REQUIREMENT: Rewrite every line of the material below, requests included, and scale each point coordinate in the answers by 1.7, rounding to whole numbers with halves rounded up. Leave the numbers in the requests and their format samples as they are.

DATA:
- - - -

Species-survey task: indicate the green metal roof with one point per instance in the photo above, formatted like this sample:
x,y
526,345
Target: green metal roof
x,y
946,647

- - - -

FULL OUTPUT:
Species-survey task: indicate the green metal roof with one point per instance in the photo above, formatted like this sample:
x,y
526,345
Target: green metal roof
x,y
1608,1100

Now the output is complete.